Segment Start: MATERIAL PROVIDED

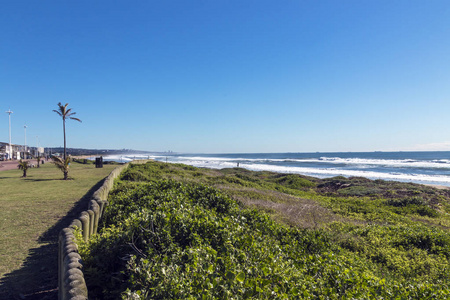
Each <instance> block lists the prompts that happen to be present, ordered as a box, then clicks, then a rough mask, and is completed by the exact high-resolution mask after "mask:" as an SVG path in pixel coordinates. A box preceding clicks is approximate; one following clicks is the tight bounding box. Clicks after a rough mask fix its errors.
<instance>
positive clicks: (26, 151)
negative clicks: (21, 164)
mask: <svg viewBox="0 0 450 300" xmlns="http://www.w3.org/2000/svg"><path fill="white" fill-rule="evenodd" d="M23 129H24V130H25V144H24V145H25V153H24V154H23V155H24V156H27V125H23ZM24 158H26V157H24Z"/></svg>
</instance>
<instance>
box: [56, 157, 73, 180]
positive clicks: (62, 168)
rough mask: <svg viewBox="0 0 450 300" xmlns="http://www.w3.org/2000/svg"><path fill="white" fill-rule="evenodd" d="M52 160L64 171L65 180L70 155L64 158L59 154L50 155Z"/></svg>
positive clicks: (68, 167)
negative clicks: (59, 156)
mask: <svg viewBox="0 0 450 300" xmlns="http://www.w3.org/2000/svg"><path fill="white" fill-rule="evenodd" d="M52 160H53V163H54V164H55V166H56V167H57V168H58V169H60V170H61V171H62V172H63V173H64V180H67V179H68V176H69V164H70V161H71V159H70V156H68V157H66V158H65V159H62V158H61V157H59V156H52Z"/></svg>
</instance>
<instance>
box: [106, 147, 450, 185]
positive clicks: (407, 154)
mask: <svg viewBox="0 0 450 300" xmlns="http://www.w3.org/2000/svg"><path fill="white" fill-rule="evenodd" d="M140 158H150V159H154V160H157V161H162V162H168V163H183V164H187V165H192V166H195V167H204V168H213V169H222V168H233V167H237V166H238V164H239V167H240V168H245V169H248V170H252V171H272V172H278V173H294V174H302V175H307V176H313V177H318V178H327V177H334V176H345V177H352V176H360V177H366V178H370V179H382V180H395V181H402V182H414V183H421V184H435V185H445V186H450V151H437V152H334V153H322V152H321V153H318V152H317V153H243V154H177V153H167V154H165V153H164V154H161V153H157V154H148V155H142V154H136V155H133V154H131V155H126V156H118V155H116V156H106V157H105V160H114V161H119V162H126V161H130V160H133V159H140Z"/></svg>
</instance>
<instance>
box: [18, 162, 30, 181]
mask: <svg viewBox="0 0 450 300" xmlns="http://www.w3.org/2000/svg"><path fill="white" fill-rule="evenodd" d="M29 167H30V162H29V161H27V160H22V159H21V160H19V164H18V165H17V168H19V170H22V171H23V175H22V177H24V178H25V177H27V170H28V168H29Z"/></svg>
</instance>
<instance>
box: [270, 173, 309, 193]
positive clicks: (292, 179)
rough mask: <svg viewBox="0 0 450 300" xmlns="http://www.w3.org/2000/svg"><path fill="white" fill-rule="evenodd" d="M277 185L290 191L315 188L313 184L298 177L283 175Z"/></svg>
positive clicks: (297, 175) (278, 180) (304, 178)
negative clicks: (278, 185)
mask: <svg viewBox="0 0 450 300" xmlns="http://www.w3.org/2000/svg"><path fill="white" fill-rule="evenodd" d="M277 183H278V184H281V185H283V186H285V187H288V188H291V189H298V190H301V189H304V188H311V187H314V186H316V184H315V183H313V182H311V181H309V180H308V179H305V178H302V177H300V176H299V175H284V176H282V177H280V178H279V179H278V180H277Z"/></svg>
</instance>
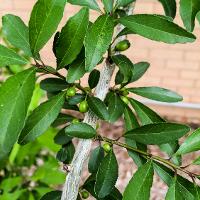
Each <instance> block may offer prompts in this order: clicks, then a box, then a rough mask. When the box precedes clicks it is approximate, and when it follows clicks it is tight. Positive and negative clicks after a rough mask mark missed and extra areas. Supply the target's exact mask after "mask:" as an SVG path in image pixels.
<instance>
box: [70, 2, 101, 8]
mask: <svg viewBox="0 0 200 200" xmlns="http://www.w3.org/2000/svg"><path fill="white" fill-rule="evenodd" d="M68 2H69V3H71V4H74V5H79V6H86V7H88V8H90V9H93V10H97V11H100V8H99V6H98V4H97V2H96V0H81V1H80V0H68Z"/></svg>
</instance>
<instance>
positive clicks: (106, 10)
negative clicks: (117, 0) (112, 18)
mask: <svg viewBox="0 0 200 200" xmlns="http://www.w3.org/2000/svg"><path fill="white" fill-rule="evenodd" d="M102 2H103V5H104V9H105V11H106V12H107V13H111V12H112V9H113V4H114V0H102Z"/></svg>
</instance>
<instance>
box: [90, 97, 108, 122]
mask: <svg viewBox="0 0 200 200" xmlns="http://www.w3.org/2000/svg"><path fill="white" fill-rule="evenodd" d="M87 102H88V105H89V108H90V110H91V111H92V112H93V113H94V114H95V115H97V117H99V118H100V119H103V120H107V119H108V118H109V113H108V110H107V108H106V105H105V103H104V102H103V101H101V100H100V99H99V98H97V97H92V96H91V97H88V100H87Z"/></svg>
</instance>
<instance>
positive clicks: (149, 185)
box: [123, 161, 153, 200]
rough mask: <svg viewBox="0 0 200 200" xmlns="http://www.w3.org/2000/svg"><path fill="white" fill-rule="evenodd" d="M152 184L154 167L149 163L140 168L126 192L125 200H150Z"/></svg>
mask: <svg viewBox="0 0 200 200" xmlns="http://www.w3.org/2000/svg"><path fill="white" fill-rule="evenodd" d="M152 183H153V165H152V162H151V161H149V162H147V163H146V164H145V165H143V166H141V167H140V168H138V170H137V172H136V173H135V174H134V176H133V177H132V179H131V180H130V182H129V184H128V185H127V187H126V189H125V191H124V194H123V200H139V199H142V200H149V199H150V190H151V186H152ZM133 194H134V195H133Z"/></svg>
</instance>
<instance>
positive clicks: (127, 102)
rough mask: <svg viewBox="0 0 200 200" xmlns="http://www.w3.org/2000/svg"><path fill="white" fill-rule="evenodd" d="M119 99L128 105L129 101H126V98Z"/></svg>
mask: <svg viewBox="0 0 200 200" xmlns="http://www.w3.org/2000/svg"><path fill="white" fill-rule="evenodd" d="M120 98H121V100H122V101H123V102H124V103H125V104H129V100H128V98H127V97H125V96H121V97H120Z"/></svg>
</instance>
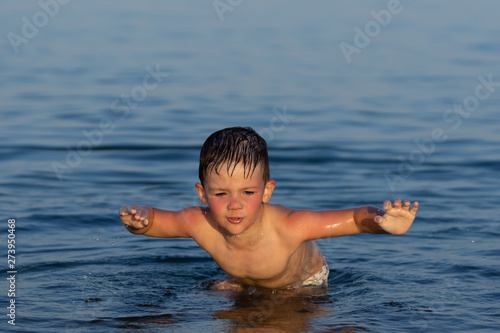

Segment End: MATERIAL PROVIDED

TASK REQUIREMENTS → In the entries above, find the line holding "negative clicks: (117, 0) (112, 18)" and the line holding "positive clicks: (127, 102)"; print both of them and every line between, exactly, and nothing else.

ANSWER →
negative clicks: (117, 0) (112, 18)
mask: <svg viewBox="0 0 200 200" xmlns="http://www.w3.org/2000/svg"><path fill="white" fill-rule="evenodd" d="M102 2H103V5H104V9H105V11H106V12H107V13H111V12H112V9H113V4H114V0H102Z"/></svg>
</instance>
<instance>
box: [90, 97, 108, 122]
mask: <svg viewBox="0 0 200 200" xmlns="http://www.w3.org/2000/svg"><path fill="white" fill-rule="evenodd" d="M87 102H88V105H89V108H90V110H91V111H92V112H93V113H94V114H95V115H97V117H99V118H100V119H103V120H107V119H108V118H109V113H108V110H107V108H106V105H105V103H104V102H103V101H101V100H100V99H99V98H97V97H92V96H91V97H88V100H87Z"/></svg>
</instance>
<instance>
positive clicks: (149, 185)
box: [123, 161, 153, 200]
rough mask: <svg viewBox="0 0 200 200" xmlns="http://www.w3.org/2000/svg"><path fill="white" fill-rule="evenodd" d="M152 184L154 167L149 163L140 168L126 192L125 200H150Z"/></svg>
mask: <svg viewBox="0 0 200 200" xmlns="http://www.w3.org/2000/svg"><path fill="white" fill-rule="evenodd" d="M152 183H153V165H152V162H151V161H149V162H147V163H146V164H145V165H143V166H141V167H140V168H138V170H137V172H136V173H135V174H134V176H133V177H132V179H131V180H130V182H129V184H128V185H127V187H126V189H125V191H124V194H123V200H139V199H142V200H149V199H150V190H151V186H152ZM133 194H134V195H133Z"/></svg>
</instance>
<instance>
positive clicks: (127, 102)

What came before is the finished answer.